Challenge >>
Each line that follows is to be retyped exactly.

-- Begin Data --

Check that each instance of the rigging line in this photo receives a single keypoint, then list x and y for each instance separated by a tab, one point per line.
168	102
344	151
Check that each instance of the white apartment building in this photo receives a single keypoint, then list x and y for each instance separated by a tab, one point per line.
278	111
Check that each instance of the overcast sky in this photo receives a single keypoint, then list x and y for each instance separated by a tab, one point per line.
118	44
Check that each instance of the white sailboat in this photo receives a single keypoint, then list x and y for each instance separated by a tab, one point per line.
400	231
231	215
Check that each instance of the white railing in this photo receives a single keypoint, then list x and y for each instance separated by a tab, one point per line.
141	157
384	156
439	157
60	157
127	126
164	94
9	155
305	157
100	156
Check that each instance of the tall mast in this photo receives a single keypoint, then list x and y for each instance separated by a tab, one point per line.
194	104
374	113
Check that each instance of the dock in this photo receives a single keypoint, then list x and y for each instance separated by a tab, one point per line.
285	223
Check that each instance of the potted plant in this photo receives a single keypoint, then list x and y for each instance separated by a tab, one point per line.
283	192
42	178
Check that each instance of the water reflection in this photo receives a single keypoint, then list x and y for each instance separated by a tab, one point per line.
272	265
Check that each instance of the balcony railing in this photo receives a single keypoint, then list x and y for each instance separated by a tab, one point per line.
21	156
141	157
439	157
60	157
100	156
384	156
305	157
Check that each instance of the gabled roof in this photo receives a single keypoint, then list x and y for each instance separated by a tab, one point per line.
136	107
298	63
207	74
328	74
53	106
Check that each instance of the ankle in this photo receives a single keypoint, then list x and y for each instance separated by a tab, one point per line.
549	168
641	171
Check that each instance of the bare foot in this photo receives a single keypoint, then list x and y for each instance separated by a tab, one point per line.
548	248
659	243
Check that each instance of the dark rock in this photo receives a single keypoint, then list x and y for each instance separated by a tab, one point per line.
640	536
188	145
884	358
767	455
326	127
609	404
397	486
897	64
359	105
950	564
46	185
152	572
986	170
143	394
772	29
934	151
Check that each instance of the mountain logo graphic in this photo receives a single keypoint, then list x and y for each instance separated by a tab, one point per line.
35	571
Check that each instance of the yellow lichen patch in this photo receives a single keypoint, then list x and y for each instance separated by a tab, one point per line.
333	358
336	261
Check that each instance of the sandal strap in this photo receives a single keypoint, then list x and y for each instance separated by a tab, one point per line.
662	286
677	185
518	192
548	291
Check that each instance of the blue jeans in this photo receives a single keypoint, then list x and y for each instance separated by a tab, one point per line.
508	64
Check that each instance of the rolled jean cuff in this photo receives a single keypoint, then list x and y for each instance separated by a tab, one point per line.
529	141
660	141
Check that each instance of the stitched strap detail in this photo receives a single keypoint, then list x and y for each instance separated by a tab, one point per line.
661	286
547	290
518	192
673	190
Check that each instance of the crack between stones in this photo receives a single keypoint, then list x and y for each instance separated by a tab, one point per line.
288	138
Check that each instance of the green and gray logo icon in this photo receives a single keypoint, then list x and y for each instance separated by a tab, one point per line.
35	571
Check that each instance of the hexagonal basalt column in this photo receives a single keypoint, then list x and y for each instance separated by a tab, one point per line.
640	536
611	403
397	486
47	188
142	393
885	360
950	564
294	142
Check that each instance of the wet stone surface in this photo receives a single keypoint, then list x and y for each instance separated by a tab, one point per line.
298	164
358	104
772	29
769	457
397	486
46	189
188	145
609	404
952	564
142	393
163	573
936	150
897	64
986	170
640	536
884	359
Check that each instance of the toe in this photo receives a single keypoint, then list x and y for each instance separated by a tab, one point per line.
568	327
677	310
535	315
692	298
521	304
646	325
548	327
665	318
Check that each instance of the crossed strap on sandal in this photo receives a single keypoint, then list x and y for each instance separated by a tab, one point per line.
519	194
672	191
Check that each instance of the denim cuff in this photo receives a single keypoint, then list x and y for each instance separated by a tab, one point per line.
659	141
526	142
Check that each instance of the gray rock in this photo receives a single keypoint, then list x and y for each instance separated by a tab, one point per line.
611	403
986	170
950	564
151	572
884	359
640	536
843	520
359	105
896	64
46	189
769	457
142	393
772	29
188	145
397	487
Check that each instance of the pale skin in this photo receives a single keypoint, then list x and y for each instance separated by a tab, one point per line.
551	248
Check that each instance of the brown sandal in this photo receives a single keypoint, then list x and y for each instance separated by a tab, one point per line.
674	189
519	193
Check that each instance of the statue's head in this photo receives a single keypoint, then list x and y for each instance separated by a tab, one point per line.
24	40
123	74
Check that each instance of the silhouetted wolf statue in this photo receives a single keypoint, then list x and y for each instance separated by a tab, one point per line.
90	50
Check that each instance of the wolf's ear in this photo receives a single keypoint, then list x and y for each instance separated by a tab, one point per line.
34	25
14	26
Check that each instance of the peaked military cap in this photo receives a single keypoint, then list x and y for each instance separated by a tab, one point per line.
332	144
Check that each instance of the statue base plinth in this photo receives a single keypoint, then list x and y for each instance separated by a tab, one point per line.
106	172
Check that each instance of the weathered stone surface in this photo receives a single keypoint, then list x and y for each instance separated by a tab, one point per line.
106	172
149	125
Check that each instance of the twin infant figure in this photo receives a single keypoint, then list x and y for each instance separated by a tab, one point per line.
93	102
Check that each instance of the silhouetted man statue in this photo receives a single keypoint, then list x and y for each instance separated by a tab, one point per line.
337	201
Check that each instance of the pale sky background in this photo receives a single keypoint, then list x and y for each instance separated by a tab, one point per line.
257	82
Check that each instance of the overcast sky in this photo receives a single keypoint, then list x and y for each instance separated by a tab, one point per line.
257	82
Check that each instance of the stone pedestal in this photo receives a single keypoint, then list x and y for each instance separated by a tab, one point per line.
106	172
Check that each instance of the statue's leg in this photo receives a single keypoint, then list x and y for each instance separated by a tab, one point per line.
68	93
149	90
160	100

-- End Data --

Result of this exercise >>
Check that each instance of the rigging line in this photo receives a single keypoint, then list x and y for each instance separated by a tab, one point per line.
168	102
344	151
Check that each instance of the white apartment building in this photo receives a single keypoint, then list x and y for each instance separated by a tab, one point per line.
278	111
Check that each instance of the overcast sky in this photo receives a single keypoint, then list x and y for each instance separated by a tab, one point per line.
118	44
Check that each instance of the white sailboat in this photo receives a single keypoint, then list x and y for each instance separated by a tab, one point per line.
400	231
231	215
Check that each instance of the white railing in this photo receives a single keypoint, then list x and y for each instance separated by a tab, one point per line.
141	157
384	156
439	157
60	157
127	126
164	94
9	155
305	157
100	156
Check that each instance of the tall mast in this photo receives a single keypoint, then list x and y for each instance separated by a tab, one point per line.
194	104
374	113
Check that each instance of the dock in this photo receives a single keypoint, then list x and y for each instance separated by a tab, one point per line.
285	223
Check that each instance of the potted plant in this photo receives a single keypoint, then list x and y for each instance separated by a tab, one point per line.
283	192
42	178
Check that each instance of the water reflection in this photo receives a single keypoint, then list x and y for each instance separated by a tab, one point per line.
272	265
Check that each instance of the balcony railing in this photo receives a single keypoint, then list x and y for each instance separated by a tab, one point per line.
21	156
141	157
439	157
60	157
100	156
384	156
305	157
Check that each instance of the gabled roof in this photo receives a single keypoint, then list x and y for each instance separated by a tab, one point per line.
136	107
298	63
207	74
328	74
53	106
Check that each instance of the ankle in this photo receives a single keypoint, then list x and y for each instance separated by a tab, one point per line.
549	168
641	171
Check that each instance of the bare foot in this photo receives a single keypoint, then list x and y for each instance separated by a tab, one point per line.
548	248
659	243
Check that each instance of the dark rock in this photo receives a single keypoint, then list x and y for each instance separated by a tab, one point per line.
640	536
188	145
884	358
767	455
326	127
609	404
397	486
897	64
359	105
950	564
46	185
152	572
986	170
143	394
772	29
934	151
Check that each instance of the mountain logo graphic in this photo receives a single keypoint, then list x and y for each instance separated by a tab, one point per line.
35	571
Check that each instance of the yellow lichen patch in this photo receives a single keypoint, then list x and y for each instance separated by a tab, one point per line.
333	358
336	261
Check that each instance of the sandal strap in this photo receives a single keypoint, then list x and y for each instance separated by a tab, one point per line.
662	286
677	185
518	192
548	291
Check that each instance of the blue jeans in this photo receives a single keypoint, then list x and y for each instance separated by a tab, one point per line.
508	64
Check that each instance of the rolled jean cuff in this photo receives a single keypoint, then list x and y for each instance separated by a tab, one point per line.
529	141
660	141
Check that each instance of the stitched strap detail in this photo receives a single keypoint, then list x and y for each instance separated by a tab, one point per line.
661	286
547	290
518	192
673	190
Check that each instance of the crack between stones in this photo receives a single keypoint, then list x and y for each instance separated by a tab, one point per line.
288	138
Check that each instance of the green and gray logo icon in this photo receives a single keypoint, then list x and y for each instance separated by a tab, one point per line.
35	571
Check that each instance of the hexagonal basalt column in this photo receives a single keypoint, then list x and y for each instance separated by a tab, one point per line.
640	536
611	403
397	486
47	188
142	393
885	360
950	564
294	142
Check that each instance of the wet stone surface in this photo receives a single keypoint, then list x and y for each instance separated by a tab, one point per line.
298	164
358	104
772	29
769	457
397	486
46	189
188	145
609	404
952	564
142	393
163	573
936	150
897	64
986	170
640	536
884	359
Check that each instance of the toe in this photo receives a single keypoint, then list x and y for each instance separated by a tab, one point per line.
568	327
677	310
535	315
692	298
521	304
646	325
548	327
665	318
Check that each instance of the crossed strap on sandal in this photo receives a single keypoint, then list x and y for each instance separated by a tab, one point per line.
519	194
672	191
Check that each instance of the denim cuff in this photo receives a single keypoint, then list x and y for each instance separated by a tab, one point per line.
659	141
526	142
Check that each instance of the gray rock in this photo receives a single keypoint, then list x and y for each instance separated by a tab, one point per line.
611	403
986	170
950	564
151	572
884	359
640	536
843	520
359	105
896	64
46	189
769	457
142	393
772	29
188	145
397	487
Check that each instance of the pale skin in this photo receives a single keypoint, then list x and y for each instance separated by a tab, one point per line.
551	248
Check that each instance of the brown sandal in this photo receives a single keypoint, then list x and y for each instance separated by a tab, one point per line.
674	189
519	193
Check that each instance of the statue's head in this photo receives a single keypoint, then list x and y for each instance separated by a tab, one point per line.
24	40
123	74
Check that each instance of the silhouetted wolf statue in this photo receives a single keypoint, then list x and y for each instance separated by a tab, one point per line.
90	50
Check that each instance of the wolf's ear in this photo receives a single keypoint, then list x and y for each instance separated by a tab, one point per line.
34	25
14	26
Check that each instance of the peaked military cap in this photo receives a single keypoint, then list x and y for each instance separated by a tab, one point per line.
332	144
Check that each instance of the statue base plinth in this photo receives a single keypoint, then list x and y for each instance separated by a tab, one point per line.
106	172
Check that each instance of the weathered stone surface in this photo receives a single keypoint, then list x and y for each instance separated by a tab, one point per line.
106	172
149	125
Check that each instance of the twin infant figure in this photo receives a single keypoint, then list x and y for each instance separated by a tab, one point per line.
93	102
Check that each instance of the silhouetted man statue in this photo receives a single keypoint, then list x and y for each instance separated by a tab, one point per line.
337	201
Check that each instance of the pale sky background in this photo receives a single keypoint, then list x and y for each instance separated by a tab, one point per line.
257	82
Check that each instance of the overcast sky in this photo receives a single keypoint, then list x and y for each instance separated by a tab, one point per line.
257	82
Check that each instance of the stone pedestal in this photo receives a single keypoint, then list x and y for each instance separated by a tab, one point per line.
106	172
Check that each instance of the statue's leg in this photo receives a single keypoint, then list x and y for each instance separated by a tab, one point per line.
68	93
149	90
160	100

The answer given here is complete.